O véu islâmico e a “elevada” cultura da burguesia francesa

Como dissemos em artigo anterior, já publicado neste site, mesmo sendo o véu islâmico uma forma de opressão às mulheres, a proibição de seu uso público na França pelo governo Sarkozy merece todo o nosso repúdio.

 Em primeiro lugar, por ser uma medida patriarcal. Segundo, por ser uma medida colonialista e imperialista. E, terceiro, por atacar as mulheres muçulmanas e árabes no momento em que elas mais precisam de apoio porque estão lutando por melhores condições de vida e contra as tiranias em meio à revolução árabe.
 
É uma agressão contra todas nós mulheres porque, com sua lei, Sarkozy, pese a todo um discurso democrático, se apoia no patriarcado, um regime carcomido e totalmente antidemocrático, que já deveria estar enterrado há muito tempo e não em vigor em um país que se diz tão moderno, como é o caso da França. Os homens e, nesse caso, os governos, seriam os “nossos protetores” já que nós, mulheres, somos “incapazes de governar nossas próprias vidas, de controlar nossos próprios desejos, de decidir sobre nossos próprios caminhos”. Tanto que, pela lei francesa, a mulher que sair na rua com o véu além de pagar multa deverá frequentar um “curso para aprender as boas maneiras e os bons costumes da cidadania francesa”.
 
Sarkozy se diz um defensor “da dignidade e da liberdade das mulheres” e dos valores da liberté, egalité, fraternité, bandeiras da Revolução Francesa. Estranha forma de defender a liberdade. Jogando as mulheres muçulmanas na cadeia simplesmente por usarem um véu. Obrigando-as a execrar suas origens e sua cultura – por mais opressiva que ela seja – em nome de uma “cultura mais elevada”, a cultura francesa. Forçando-as a renegar o islamismo em nome do catolicismo, os valores ocidentais contra os orientais, que seriam retrógrados e insufladores do terrorismo.
 
Referindo-se à Inglaterra, Trotsky disse certa vez que a burguesia opera por abstração (“nação”, “pátria”, “democracia”) para camuflar a exploração que está na base de sua dominação, que não tem nada de abstrata. Essa afirmação vale também para o caso da França e de seu governo atual, que agita a bandeira da liberdade, dos valores universais, do respeito aos direitos humanos enquanto arranca da cabeça das muçulmanas o que ele considera “o símbolo máximo da opressão”.

####

◆ **Tarefa proposta 1**: No texto sobre o véu islâmico, o que a mulher que sair na rua com o véu deverá frequentar, além de pagar multa?
◆ **Tarefa proposta 2**: Por favor, copie do texto sobre o véu islâmico o trecho entre "Como dissemos em" e "o nosso repúdio.", inclusive.
Estas linhas não têm relação com o texto sobre o véu islâmico.

◆ **Bloco de dados**:
####

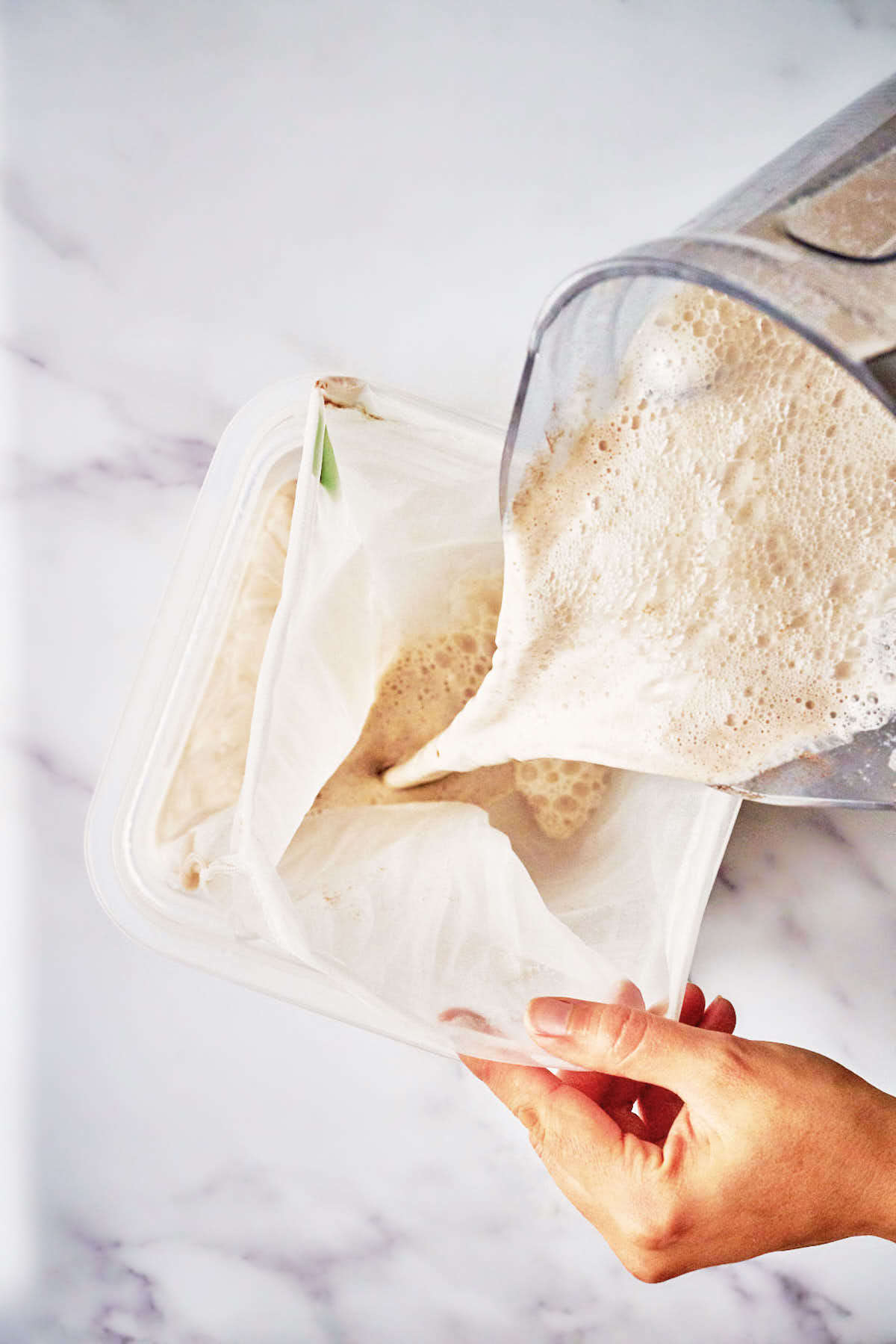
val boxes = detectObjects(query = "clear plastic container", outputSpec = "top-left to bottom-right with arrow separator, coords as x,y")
86,378 -> 738,1053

####

◆ **Resposta da tarefa 1**: Um “curso para aprender as boas maneiras e os bons costumes da cidadania francesa”.

◆ **Resposta da tarefa 2**:
Como dissemos em artigo anterior, já publicado neste site, mesmo sendo o véu islâmico uma forma de opressão às mulheres, a proibição de seu uso público na França pelo governo Sarkozy merece todo o nosso repúdio.